Recorded information:

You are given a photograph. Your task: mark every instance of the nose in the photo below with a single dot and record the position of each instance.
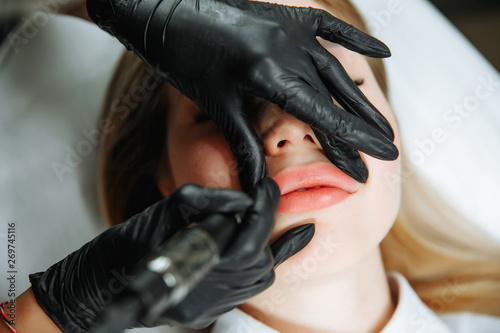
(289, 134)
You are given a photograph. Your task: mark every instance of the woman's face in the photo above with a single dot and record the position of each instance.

* * *

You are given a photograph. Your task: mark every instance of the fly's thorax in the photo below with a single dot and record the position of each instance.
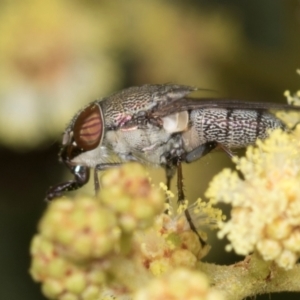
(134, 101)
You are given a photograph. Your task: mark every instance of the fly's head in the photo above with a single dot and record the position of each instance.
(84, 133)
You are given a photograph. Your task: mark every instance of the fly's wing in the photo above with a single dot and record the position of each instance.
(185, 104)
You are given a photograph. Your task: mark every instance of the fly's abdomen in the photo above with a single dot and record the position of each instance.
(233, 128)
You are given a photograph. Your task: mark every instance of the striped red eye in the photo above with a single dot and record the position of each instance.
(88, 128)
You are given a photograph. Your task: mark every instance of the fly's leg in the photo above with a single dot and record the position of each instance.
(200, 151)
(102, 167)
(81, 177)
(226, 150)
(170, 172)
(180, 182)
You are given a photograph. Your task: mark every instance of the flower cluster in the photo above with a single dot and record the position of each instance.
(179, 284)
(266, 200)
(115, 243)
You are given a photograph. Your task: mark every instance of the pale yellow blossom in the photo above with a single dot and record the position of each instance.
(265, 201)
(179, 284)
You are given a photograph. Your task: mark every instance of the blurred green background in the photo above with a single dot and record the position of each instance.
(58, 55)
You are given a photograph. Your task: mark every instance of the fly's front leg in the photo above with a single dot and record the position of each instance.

* * *

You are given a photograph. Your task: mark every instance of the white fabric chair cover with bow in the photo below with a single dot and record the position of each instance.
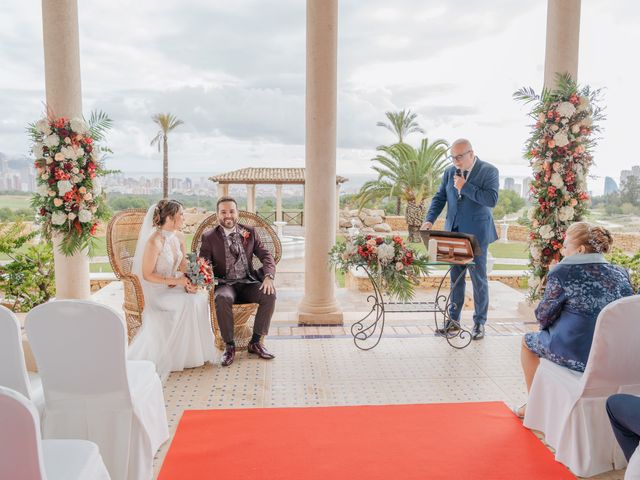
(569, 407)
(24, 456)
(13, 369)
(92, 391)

The exercise:
Please copy word for word the stretch of the entries above that opens with the line containing "of the nose" and closes with the line containing "of the woman's", including both of those lines. Leave the pictures out of your copy.

Response to the exercise:
You are given a photograph. Your task: mark every instance of the nose in the photo below with a single dot and record the position of each instance.
(289, 134)
You are given a photograph. Your task: mark every instance of the woman's face in the photo above with a single dot and record the position of each instance.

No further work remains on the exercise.